DATASET ROWS
◇ ◇ ◇ ◇ ◇

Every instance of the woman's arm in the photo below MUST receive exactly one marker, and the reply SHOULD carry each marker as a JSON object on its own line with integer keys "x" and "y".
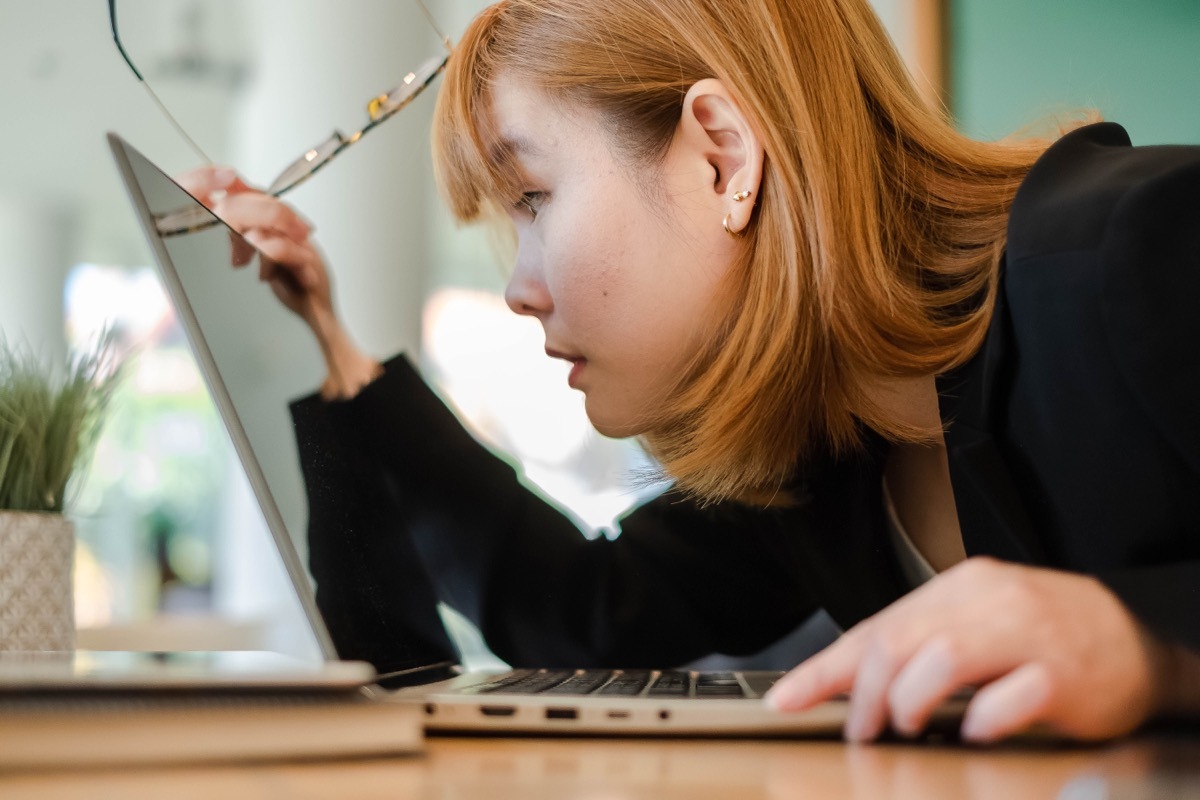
{"x": 678, "y": 583}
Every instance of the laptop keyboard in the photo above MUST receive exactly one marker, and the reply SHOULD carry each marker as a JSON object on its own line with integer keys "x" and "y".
{"x": 634, "y": 683}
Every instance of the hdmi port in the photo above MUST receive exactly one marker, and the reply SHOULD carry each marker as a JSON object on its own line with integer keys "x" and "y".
{"x": 498, "y": 710}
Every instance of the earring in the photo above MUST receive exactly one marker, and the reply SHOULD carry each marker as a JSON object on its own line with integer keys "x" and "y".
{"x": 725, "y": 224}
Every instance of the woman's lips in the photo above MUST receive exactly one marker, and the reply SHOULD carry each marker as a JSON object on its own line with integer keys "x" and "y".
{"x": 577, "y": 364}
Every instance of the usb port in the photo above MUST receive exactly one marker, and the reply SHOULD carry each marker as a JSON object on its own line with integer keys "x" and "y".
{"x": 498, "y": 710}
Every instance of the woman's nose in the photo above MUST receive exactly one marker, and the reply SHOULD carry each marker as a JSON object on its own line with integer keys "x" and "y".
{"x": 527, "y": 292}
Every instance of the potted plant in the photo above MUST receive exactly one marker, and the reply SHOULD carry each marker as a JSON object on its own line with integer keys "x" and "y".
{"x": 49, "y": 421}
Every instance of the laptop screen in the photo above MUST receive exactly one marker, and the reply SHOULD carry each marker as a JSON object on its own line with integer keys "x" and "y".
{"x": 257, "y": 358}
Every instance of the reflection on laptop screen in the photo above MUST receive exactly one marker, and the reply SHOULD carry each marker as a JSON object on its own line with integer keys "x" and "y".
{"x": 256, "y": 356}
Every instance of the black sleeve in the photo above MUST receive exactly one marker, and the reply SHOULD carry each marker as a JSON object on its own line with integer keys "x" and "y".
{"x": 1152, "y": 281}
{"x": 678, "y": 583}
{"x": 372, "y": 591}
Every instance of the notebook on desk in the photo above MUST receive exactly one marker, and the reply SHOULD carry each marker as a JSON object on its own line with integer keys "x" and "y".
{"x": 192, "y": 250}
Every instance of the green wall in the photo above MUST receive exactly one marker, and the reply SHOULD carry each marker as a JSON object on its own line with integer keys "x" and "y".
{"x": 1015, "y": 62}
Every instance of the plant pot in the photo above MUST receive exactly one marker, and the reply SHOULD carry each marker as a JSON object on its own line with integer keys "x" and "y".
{"x": 36, "y": 582}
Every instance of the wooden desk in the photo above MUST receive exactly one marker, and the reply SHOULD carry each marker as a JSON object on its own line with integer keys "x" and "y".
{"x": 532, "y": 769}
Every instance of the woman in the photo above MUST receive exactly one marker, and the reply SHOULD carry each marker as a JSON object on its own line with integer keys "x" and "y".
{"x": 942, "y": 389}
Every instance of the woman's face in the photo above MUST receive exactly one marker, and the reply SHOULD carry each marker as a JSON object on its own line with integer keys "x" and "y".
{"x": 618, "y": 264}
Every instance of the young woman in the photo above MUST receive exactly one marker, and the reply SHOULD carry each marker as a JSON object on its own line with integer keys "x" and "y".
{"x": 943, "y": 389}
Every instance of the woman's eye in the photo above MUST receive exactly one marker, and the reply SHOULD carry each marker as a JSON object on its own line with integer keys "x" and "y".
{"x": 531, "y": 202}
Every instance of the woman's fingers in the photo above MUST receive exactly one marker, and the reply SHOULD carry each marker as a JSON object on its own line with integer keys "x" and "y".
{"x": 255, "y": 210}
{"x": 211, "y": 184}
{"x": 945, "y": 665}
{"x": 1009, "y": 705}
{"x": 283, "y": 257}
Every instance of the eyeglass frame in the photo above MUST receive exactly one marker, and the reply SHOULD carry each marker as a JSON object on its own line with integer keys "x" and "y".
{"x": 377, "y": 110}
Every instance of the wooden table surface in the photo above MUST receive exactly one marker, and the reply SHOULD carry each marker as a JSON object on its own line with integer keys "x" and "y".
{"x": 611, "y": 769}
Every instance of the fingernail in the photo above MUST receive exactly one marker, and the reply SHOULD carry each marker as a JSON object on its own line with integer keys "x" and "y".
{"x": 856, "y": 731}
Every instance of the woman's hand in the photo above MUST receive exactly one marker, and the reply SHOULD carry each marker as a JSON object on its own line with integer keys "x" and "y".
{"x": 289, "y": 263}
{"x": 1043, "y": 647}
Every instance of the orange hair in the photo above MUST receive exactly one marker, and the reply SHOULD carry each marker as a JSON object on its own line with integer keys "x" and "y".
{"x": 874, "y": 247}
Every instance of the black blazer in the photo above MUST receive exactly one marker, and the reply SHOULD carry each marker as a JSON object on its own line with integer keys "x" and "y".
{"x": 1073, "y": 439}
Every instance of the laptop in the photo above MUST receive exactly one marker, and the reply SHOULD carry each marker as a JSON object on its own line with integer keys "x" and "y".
{"x": 192, "y": 250}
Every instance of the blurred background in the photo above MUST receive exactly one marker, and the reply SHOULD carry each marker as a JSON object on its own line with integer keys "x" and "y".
{"x": 172, "y": 552}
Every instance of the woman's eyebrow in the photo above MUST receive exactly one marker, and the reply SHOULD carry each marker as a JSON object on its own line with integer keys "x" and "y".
{"x": 514, "y": 145}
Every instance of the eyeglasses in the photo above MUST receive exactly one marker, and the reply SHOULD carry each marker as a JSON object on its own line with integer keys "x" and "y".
{"x": 379, "y": 109}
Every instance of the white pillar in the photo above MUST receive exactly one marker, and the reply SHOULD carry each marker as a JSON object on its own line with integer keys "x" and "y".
{"x": 34, "y": 252}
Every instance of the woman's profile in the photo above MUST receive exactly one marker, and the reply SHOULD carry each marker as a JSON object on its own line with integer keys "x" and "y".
{"x": 943, "y": 389}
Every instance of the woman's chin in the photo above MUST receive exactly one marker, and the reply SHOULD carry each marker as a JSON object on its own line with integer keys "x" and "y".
{"x": 615, "y": 426}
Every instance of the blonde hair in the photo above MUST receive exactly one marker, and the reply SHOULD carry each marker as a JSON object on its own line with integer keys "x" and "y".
{"x": 875, "y": 242}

◇ ◇ ◇ ◇ ◇

BRIEF
Copy each line exactly, and leave the pictures out of your copy.

SOLUTION FOR THIS PROBLEM
Every instance of the woman's arm in the photo below MUST receive exactly one marker, and the reply SHOULD carry each marker as a JSON object on its own line with integer keys "x" and "y".
{"x": 678, "y": 583}
Every instance of the laptop keyboard in the photo above MUST receive exactly one marker, and the reply SHOULD carry each marker as a JSON object on its own line with integer keys "x" and "y".
{"x": 634, "y": 683}
Every instance of the hdmi port in the photo above MUST receive exactly one marker, and the reply SHOULD carry each marker as a JSON object on its own line with integer keys "x" and "y".
{"x": 498, "y": 710}
Every instance of the earring in the photo above MUST receive exactly one marker, and the reply SHOULD carry each marker as a JSON object on its own line with integer keys "x" and "y".
{"x": 725, "y": 224}
Every instance of the woman's lips in the photo above MUST receive exactly one marker, and the reply SHOULD carry each marker as a JSON object on its own line with integer keys "x" and "y".
{"x": 577, "y": 364}
Every instance of the usb port in the photo above MUST receive exactly one marker, and the reply SHOULD carry each marker as a JSON object on its own line with integer keys "x" and "y".
{"x": 498, "y": 710}
Every instance of the woman's nose in the photo above MUST receive exactly one marker, and the reply SHOULD carry each marker as a JSON object on its own line with integer keys "x" and "y".
{"x": 527, "y": 292}
Every instance of the potted plant in the photo above MUST receive exactly one marker, and the reply SHOULD carry each marker as a JSON object on its own line with integer keys "x" and "y".
{"x": 49, "y": 421}
Every instance of the laptop screen in the photo above MUST receive exactly one marker, and the reply SHOULD carry each marker as a JSON object on its own line with integer keys "x" and "y".
{"x": 257, "y": 358}
Every instance of the reflection on laptop screen in the photo above MUST receive exactly one marker, and the reply SHOULD carry each marker as a JSON object on its own line with integer keys "x" and "y".
{"x": 256, "y": 356}
Every instance of the black sleeve in the photo above MUST receive exactly one marker, and the reply SHOULD carry each marker as a JSON object on its own line with integer keys "x" and "y".
{"x": 1152, "y": 281}
{"x": 678, "y": 583}
{"x": 372, "y": 591}
Every instance of the notebook on desk in the photo above MUST receive exactly one marker, and the reply SHOULD carry each marker as a JSON object on its own line with integer keys "x" and "y".
{"x": 192, "y": 250}
Every instance of the green wall in the photo above MUST receive exactly one marker, and the reply SHOULD carry each marker as a JSON object on its own line with integer keys "x" and "y".
{"x": 1015, "y": 62}
Every instance of the plant pot in the photo above MUST receive exactly one marker, and the reply SHOULD carry each marker as a JSON object on its own line with integer keys "x" and "y".
{"x": 36, "y": 582}
Every instance of the wooden desk in the photo above MUST receive exactly one marker, and the reply SHOULD carry each marker as a JSON object on its own line with integer keys "x" and "y".
{"x": 532, "y": 769}
Every instance of the woman in the photo above MUST receive exactly one marker, and the reply SHOULD carry each marker as a JSON object on its own line with integer keys "x" and "y".
{"x": 942, "y": 389}
Every instance of the woman's face in the photo above MUST receive exactly one marker, and the reply SHOULD carry each marker as a JSON object on its own line with integer keys "x" and "y".
{"x": 618, "y": 264}
Every instance of the young woman in the photo above MUST receive exactly one marker, and the reply SHOULD carry each marker as a JSON object on its own line with integer keys "x" and "y".
{"x": 943, "y": 389}
Every instance of the woman's eye in the photo above MUST receive exactly one marker, and the reply SHOULD carry each marker as a JSON object on its own line with integer keys "x" and "y".
{"x": 531, "y": 202}
Every instance of the woman's fingers in the photo above MUST receive exactly one marker, and the reply SHOULD carry each marker as a JSON object on its own line with integer keys "x" and "y".
{"x": 255, "y": 210}
{"x": 211, "y": 184}
{"x": 945, "y": 665}
{"x": 1009, "y": 705}
{"x": 283, "y": 257}
Every instance of the eyeglass frame in the photo above MUST receive exactly one marker, and the reply SHOULD carry each marker as a JSON object on its own line with integer keys "x" and "y".
{"x": 377, "y": 110}
Every instance of the wooden table surface in the photo above MUST receive exactly one marker, and the reply SHOULD carry each marker as a JSON object on its own line with integer keys "x" and "y".
{"x": 611, "y": 769}
Every instance of the fingernail in the photo above MUST receive exactly one marker, and the reply SHOULD carry each marker as a JSON object on its own line with integer keys "x" and "y".
{"x": 856, "y": 731}
Every instance of the woman's hand in the photo above MUST receive exactly one marker, and the reply SHOULD carry each marker as a JSON object on its own line with integer keys "x" and "y".
{"x": 289, "y": 263}
{"x": 1043, "y": 647}
Every instance of the orange hair in the photo above MUST receive exactly one marker, and the reply SHOULD carry each marker as a JSON object on its own line with integer keys "x" and "y".
{"x": 874, "y": 247}
Every instance of the black blazer in the photo above MUST receive exactly one marker, and the reply SHOULD carry each marker as a JSON object on its own line with integer keys "x" and "y".
{"x": 1073, "y": 439}
Every instance of the laptop in the photo above MUST receive exactly one marker, and the reply SHOULD carry each marker as a JSON object on its own line with integer keys "x" and "y".
{"x": 192, "y": 250}
Every instance of the blurred background in the photo above MUST receive exactly one marker, and the reply SHOULD carry each marker as a JSON object on its own line with integer keys "x" and "y".
{"x": 172, "y": 552}
Every instance of the woman's eyebrow in the photo above MUST receive exactly one marker, and the reply SHOULD carry each marker as a JSON object on its own line with integer keys "x" and "y".
{"x": 514, "y": 145}
Every instance of the eyeglasses in the photo above MUST receive exactly one marker, and the reply SHOULD carry each marker as a JSON object on its own line with integer keys "x" and "y".
{"x": 379, "y": 109}
Every instance of the white pillar in the photo above MUST receive exactly one marker, and the reply SHOULD carry each marker as a JSON object on its own line with integer keys "x" and "y".
{"x": 34, "y": 252}
Every instance of the woman's profile in the photo above MUST receive exactly one marker, and the reply SHOULD carry each marker as a JSON object on its own line with integer keys "x" and "y".
{"x": 943, "y": 389}
Every instance of the woman's chin in the photo above MUST receive exactly one marker, and the reply SHOULD carry each marker as a JSON object on its own line with integer keys "x" and "y".
{"x": 615, "y": 426}
Every instance of the blonde hair in the photo above MUST receive exactly one marker, and the reply SHOULD carry each marker as a JSON object on its own line with integer keys "x" and "y".
{"x": 875, "y": 242}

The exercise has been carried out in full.